= WHAT TO DO =
Print, word for word, the part of the text about living with dogs that opens with the words containing "When I bought" and closes with "for the boyfriends.".

= SOURCE DOCUMENT =
Okay, enough Wikipedia for the night. Sorry about that.
There have been few times in my life where there wasn’t a dog at my side. Those times involved college, living in an apartment, and lack of funds for anything more than ramen noodles.
When I bought my house in 1990 (I was four), one of the first things I did was run down to the Humane Society and peruse the pups. One caught my eye and knew it. She looked into my eyes and softly bayed as only a husky can do. I apparently inherently knew Huskinese already, because I could tall she was telling me that she would give me 13 fantastic, love-filled years. We would have 13 years of camping, running around with sticks, and just lying in the living room watching movies.
While my second dog came to me as a runt of a litter of Chow Chows, she also brought me much joy. The three of us, and whomever boyfriend happened to be living with us at the time, were family with a bond no one would dare break. Except for the boyfriends.
While Priscilla and Xena are now but fond memories, Vixen (another Humane Society rescue) is sitting by me as I write this. Truthfully, she is afraid of the impending storm that she knows will have her cowering at my feet, but I like to think she just kinda likes me.

= DATA PROVIDED =
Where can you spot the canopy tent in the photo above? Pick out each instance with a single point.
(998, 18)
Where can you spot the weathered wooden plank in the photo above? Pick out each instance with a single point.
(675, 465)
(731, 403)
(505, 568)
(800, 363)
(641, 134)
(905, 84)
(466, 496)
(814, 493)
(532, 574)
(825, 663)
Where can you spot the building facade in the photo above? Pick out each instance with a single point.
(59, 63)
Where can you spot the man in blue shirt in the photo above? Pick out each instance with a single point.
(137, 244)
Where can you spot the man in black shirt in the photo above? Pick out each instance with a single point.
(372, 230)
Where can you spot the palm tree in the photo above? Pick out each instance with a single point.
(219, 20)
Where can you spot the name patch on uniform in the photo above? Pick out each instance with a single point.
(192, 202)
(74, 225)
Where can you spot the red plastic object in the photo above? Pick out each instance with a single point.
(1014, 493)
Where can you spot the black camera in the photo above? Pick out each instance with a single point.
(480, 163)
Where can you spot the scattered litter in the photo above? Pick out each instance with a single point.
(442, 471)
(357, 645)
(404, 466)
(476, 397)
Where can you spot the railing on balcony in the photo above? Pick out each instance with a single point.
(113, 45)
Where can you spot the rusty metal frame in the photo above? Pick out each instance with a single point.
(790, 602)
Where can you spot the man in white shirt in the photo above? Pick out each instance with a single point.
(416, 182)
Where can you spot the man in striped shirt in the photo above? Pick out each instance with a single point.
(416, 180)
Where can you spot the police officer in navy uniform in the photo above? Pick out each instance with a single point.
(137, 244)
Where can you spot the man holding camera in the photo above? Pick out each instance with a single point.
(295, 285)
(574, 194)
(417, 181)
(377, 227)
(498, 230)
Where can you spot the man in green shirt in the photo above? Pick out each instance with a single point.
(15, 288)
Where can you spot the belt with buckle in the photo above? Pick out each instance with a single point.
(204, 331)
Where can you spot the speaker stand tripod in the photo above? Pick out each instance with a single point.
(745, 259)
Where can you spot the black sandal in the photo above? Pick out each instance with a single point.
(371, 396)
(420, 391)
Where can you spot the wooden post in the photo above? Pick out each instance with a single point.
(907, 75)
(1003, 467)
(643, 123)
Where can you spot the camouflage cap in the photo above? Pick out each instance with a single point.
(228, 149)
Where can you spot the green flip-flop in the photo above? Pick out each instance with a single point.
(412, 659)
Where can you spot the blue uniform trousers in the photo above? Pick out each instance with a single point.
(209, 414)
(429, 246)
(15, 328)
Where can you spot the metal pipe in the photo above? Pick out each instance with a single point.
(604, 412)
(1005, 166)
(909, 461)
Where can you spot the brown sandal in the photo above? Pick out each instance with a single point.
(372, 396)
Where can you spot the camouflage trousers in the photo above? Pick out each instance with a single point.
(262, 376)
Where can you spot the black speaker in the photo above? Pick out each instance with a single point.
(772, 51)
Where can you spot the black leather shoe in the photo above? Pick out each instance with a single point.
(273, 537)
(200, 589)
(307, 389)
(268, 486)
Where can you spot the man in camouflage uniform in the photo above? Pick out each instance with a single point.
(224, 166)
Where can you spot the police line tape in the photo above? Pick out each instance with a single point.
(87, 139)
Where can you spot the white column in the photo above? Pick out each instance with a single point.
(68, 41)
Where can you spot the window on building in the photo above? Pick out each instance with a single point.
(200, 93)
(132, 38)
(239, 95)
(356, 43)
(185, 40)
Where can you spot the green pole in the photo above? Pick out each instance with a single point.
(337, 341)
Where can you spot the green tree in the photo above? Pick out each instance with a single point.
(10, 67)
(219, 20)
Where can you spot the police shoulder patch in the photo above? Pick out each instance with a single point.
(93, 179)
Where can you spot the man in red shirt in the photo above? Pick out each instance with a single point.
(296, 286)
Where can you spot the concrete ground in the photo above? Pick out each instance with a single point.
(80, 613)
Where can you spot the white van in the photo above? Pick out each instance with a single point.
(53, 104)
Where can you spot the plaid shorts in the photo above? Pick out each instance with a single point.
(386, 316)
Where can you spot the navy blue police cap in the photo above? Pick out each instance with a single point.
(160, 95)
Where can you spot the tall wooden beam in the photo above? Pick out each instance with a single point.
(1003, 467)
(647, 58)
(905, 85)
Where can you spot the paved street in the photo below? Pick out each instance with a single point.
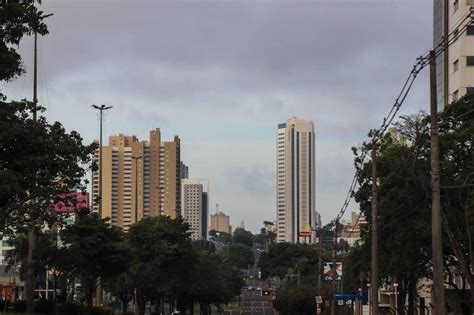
(253, 303)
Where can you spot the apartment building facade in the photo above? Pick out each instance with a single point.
(139, 179)
(295, 181)
(455, 66)
(195, 207)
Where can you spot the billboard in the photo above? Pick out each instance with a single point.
(330, 272)
(71, 202)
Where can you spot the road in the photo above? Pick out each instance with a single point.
(253, 303)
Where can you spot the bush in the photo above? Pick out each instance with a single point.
(70, 309)
(44, 306)
(101, 311)
(20, 306)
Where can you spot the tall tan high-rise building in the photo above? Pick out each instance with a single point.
(139, 178)
(220, 222)
(295, 181)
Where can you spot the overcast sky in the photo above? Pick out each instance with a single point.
(223, 74)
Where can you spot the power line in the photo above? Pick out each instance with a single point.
(421, 63)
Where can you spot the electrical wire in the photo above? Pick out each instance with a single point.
(421, 63)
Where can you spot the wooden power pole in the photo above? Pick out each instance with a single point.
(374, 286)
(437, 294)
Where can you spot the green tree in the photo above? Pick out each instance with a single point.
(293, 300)
(16, 20)
(214, 281)
(162, 260)
(94, 249)
(404, 201)
(282, 256)
(239, 256)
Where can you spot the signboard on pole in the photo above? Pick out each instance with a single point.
(331, 273)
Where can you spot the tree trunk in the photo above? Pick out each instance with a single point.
(411, 295)
(90, 293)
(141, 304)
(402, 298)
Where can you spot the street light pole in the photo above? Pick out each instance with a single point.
(101, 109)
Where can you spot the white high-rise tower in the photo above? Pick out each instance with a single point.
(295, 179)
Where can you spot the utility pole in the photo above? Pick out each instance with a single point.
(374, 286)
(101, 109)
(437, 293)
(334, 274)
(30, 279)
(320, 264)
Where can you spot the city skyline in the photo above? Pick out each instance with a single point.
(295, 181)
(238, 66)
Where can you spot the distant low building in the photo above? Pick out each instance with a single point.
(351, 231)
(194, 201)
(71, 202)
(220, 222)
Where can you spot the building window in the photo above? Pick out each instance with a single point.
(470, 61)
(455, 95)
(470, 30)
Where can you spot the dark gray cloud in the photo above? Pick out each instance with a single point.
(222, 74)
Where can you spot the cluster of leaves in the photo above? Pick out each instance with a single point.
(38, 161)
(154, 262)
(404, 200)
(295, 299)
(237, 247)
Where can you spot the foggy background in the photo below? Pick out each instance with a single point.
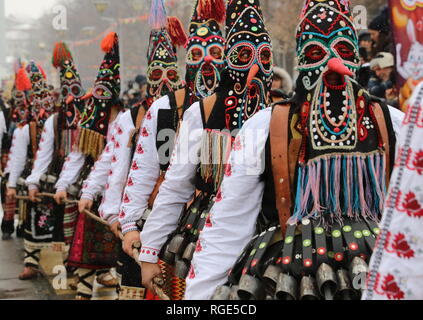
(26, 31)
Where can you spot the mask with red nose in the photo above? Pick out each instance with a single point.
(205, 48)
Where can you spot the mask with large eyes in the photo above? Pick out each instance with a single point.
(20, 111)
(325, 32)
(162, 78)
(42, 104)
(71, 94)
(162, 73)
(205, 57)
(249, 61)
(335, 107)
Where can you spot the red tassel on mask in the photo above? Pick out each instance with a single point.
(212, 9)
(42, 71)
(109, 42)
(22, 80)
(61, 54)
(176, 31)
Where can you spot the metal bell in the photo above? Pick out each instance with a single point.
(177, 244)
(251, 288)
(189, 251)
(181, 269)
(73, 191)
(286, 287)
(51, 179)
(167, 256)
(345, 289)
(222, 293)
(358, 267)
(43, 178)
(233, 296)
(308, 289)
(21, 182)
(271, 276)
(326, 281)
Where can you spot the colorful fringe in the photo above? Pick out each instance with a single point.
(91, 143)
(215, 151)
(8, 222)
(335, 186)
(69, 222)
(174, 287)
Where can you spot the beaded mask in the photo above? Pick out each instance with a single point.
(71, 88)
(249, 60)
(205, 48)
(105, 95)
(162, 74)
(20, 106)
(341, 171)
(41, 100)
(327, 50)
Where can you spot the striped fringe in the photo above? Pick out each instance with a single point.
(90, 143)
(335, 186)
(215, 151)
(69, 222)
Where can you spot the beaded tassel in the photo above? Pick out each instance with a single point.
(361, 177)
(215, 151)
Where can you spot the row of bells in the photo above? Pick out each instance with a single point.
(327, 284)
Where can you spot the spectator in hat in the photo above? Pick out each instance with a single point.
(382, 84)
(282, 84)
(381, 33)
(365, 44)
(142, 83)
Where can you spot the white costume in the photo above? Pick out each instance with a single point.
(396, 266)
(234, 216)
(177, 188)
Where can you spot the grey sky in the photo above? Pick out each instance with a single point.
(28, 8)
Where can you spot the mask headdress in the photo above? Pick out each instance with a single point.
(21, 88)
(72, 105)
(41, 99)
(205, 48)
(99, 103)
(326, 40)
(341, 153)
(167, 33)
(249, 60)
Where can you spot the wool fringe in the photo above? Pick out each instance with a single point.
(215, 151)
(332, 187)
(90, 143)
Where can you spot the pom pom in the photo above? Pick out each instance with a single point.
(17, 65)
(176, 32)
(42, 71)
(211, 9)
(157, 18)
(22, 80)
(61, 54)
(109, 42)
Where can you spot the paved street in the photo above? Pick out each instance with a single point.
(11, 256)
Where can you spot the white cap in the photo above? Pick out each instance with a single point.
(382, 60)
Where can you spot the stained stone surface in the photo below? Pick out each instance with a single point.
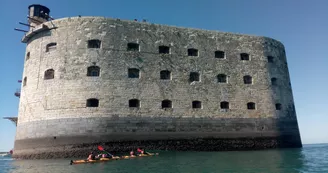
(53, 117)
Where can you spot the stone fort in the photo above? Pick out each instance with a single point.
(123, 84)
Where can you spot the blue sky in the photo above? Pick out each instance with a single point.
(302, 26)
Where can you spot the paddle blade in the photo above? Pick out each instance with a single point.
(100, 148)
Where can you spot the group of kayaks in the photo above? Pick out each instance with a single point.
(113, 158)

= CORRECT OUTPUT =
When I bought my house in 1990 (I was four), one of the first things I did was run down to the Humane Society and peruse the pups. One caught my eye and knew it. She looked into my eyes and softly bayed as only a husky can do. I apparently inherently knew Huskinese already, because I could tall she was telling me that she would give me 13 fantastic, love-filled years. We would have 13 years of camping, running around with sticks, and just lying in the living room watching movies.
While my second dog came to me as a runt of a litter of Chow Chows, she also brought me much joy. The three of us, and whomever boyfriend happened to be living with us at the time, were family with a bond no one would dare break. Except for the boyfriends.